:: Travail à faire ::
[1] D'après l'extrait, quel âge avait Intisar lorsque ses parents l'ont forcée à se marier ?
[2] Dans les lignes du jeu de données, reprenez le passage qui va de la ligne contenant « rough mask: <svg » jusqu'à la fin de ces lignes, en remplaçant « rough mask » par « approximate mask ». Ne modifiez rien d'autre et ne donnez que ce passage.

:: Extrait ::

Une femme en Irak. © UNFPA Iraq/Seivan Salim
  • 26 Mars 2020

KURDISTAN, Irak Intisar * n'avait que 15 ans lorsque ses parents l'ont forcée à se marier. Il s’agissait  d’un acte de commerce: elle a été vendue à une autre famille pour rembourser une dette. « C'est le pire sentiment au monde, d'être échangé comme ça par des gens qui sont censés vous protéger », a déclaré Intisar, aujourd’hui âgée de 37 ans, lors d'une récente interview

Son mari, de 25 ans son aîné, a tout de suite été violent. Il n'a jamais manqué une occasion de lui rappeler qu'elle n'était « qu'une monnaie d'échange », a-t-elle déclaré. 

« Il m'a maltraité pendant 22 ans, et je n'ai jamais osé parler. Il était violent physiquement, me battait sans raison, m'insultait en utilisant les mots les plus irrespectueux. Je me souviens d'une nuit, il n’arrêtait pas de me frapper avec une canne en hurlant « Tu n'es personne – tu m’appartiens. Tu ne vaux rien. » J'ai pleuré tous les soirs pendant 16 ans », se souvient-elle.

Punie pour n’avoir eu que des filles

Comme si ça ne suffisait pas, Intisar est tombée enceinte trois fois, et à chaque fois elle a accouché d'une fille.

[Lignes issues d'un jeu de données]
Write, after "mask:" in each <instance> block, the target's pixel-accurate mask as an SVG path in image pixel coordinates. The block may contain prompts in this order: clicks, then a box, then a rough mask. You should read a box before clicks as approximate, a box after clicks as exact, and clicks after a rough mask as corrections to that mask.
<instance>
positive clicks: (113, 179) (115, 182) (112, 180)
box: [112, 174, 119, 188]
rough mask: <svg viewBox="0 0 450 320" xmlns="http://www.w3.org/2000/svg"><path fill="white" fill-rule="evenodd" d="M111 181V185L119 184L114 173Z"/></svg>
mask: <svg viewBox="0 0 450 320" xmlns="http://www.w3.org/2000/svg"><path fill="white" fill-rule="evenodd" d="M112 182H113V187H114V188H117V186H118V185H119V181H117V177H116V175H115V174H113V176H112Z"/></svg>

:: Résultats de l'exercice ::
[1] Elle avait 15 ans.

[2]
approximate mask: <svg viewBox="0 0 450 320" xmlns="http://www.w3.org/2000/svg"><path fill="white" fill-rule="evenodd" d="M111 181V185L119 184L114 173Z"/></svg>
mask: <svg viewBox="0 0 450 320" xmlns="http://www.w3.org/2000/svg"><path fill="white" fill-rule="evenodd" d="M112 182H113V187H114V188H117V186H118V185H119V181H117V177H116V175H115V174H113V176H112Z"/></svg>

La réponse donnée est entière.